═════ Passage provided

Can't GPUs just use system memory at performance penalty ?
> that already have dedicated hardware on most of the x86 CPUs for good few years now
Yeah, and that "dedicated hardware" is called AES-NI, which is implemented as AVX instructions.
In AVX512, they now apply to 4-blocks at a time (512-bit wide is 128-bit x 4 parallel instances). AES-NI upgrading with AVX512 is... well... a big important update to AES-NI.
AES-NI's next-generation implementation _IS_ AVX512. And it works because AES-GCM is embarrassingly parallel (apologies to all who are stuck on the sequential-only AES-CBC)
> Can't GPUs just use system memory at performance penalty ?
CPUs can access DDR4/DDR5 RAM at 50-nanoseconds. GPUs will access DDR4/DDR5 RAM at 5000-nanoseconds, 100x slower than the CPU. There's no hope for the GPU to keep up, especially since raytracing is _very_ heavy on RAM-latency. Each ray "bounce" is basically a bunch of memory-RAM checks (traversing a BVH tree).

══════════
═════ Supplied material

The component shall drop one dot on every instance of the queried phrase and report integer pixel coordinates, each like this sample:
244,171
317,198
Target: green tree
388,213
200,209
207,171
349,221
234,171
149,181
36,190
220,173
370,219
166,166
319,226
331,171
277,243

══════════

- Problems to solve -
1. According to the forum thread, why can't a GPU keep up when it uses system memory for raytracing? Answer in one to three sentences.
2. Rewrite the forum thread starting at "AES-NI's next-generation implementation" and ending at "a BVH tree).", switching "raytracing" to "path tracing".
The records are separate material and aren't connected to the forum thread.

- Results for the exercise -
1. A GPU reaches DDR4/DDR5 RAM in about 5000 nanoseconds, while a CPU takes about 50, which makes the GPU 100 times slower. Raytracing depends heavily on RAM latency, because each ray "bounce" is basically a series of memory checks while traversing a BVH tree.

2.
AES-NI's next-generation implementation _IS_ AVX512. And it works because AES-GCM is embarrassingly parallel (apologies to all who are stuck on the sequential-only AES-CBC)
> Can't GPUs just use system memory at performance penalty ?
CPUs can access DDR4/DDR5 RAM at 50-nanoseconds. GPUs will access DDR4/DDR5 RAM at 5000-nanoseconds, 100x slower than the CPU. There's no hope for the GPU to keep up, especially since path tracing is _very_ heavy on RAM-latency. Each ray "bounce" is basically a bunch of memory-RAM checks (traversing a BVH tree).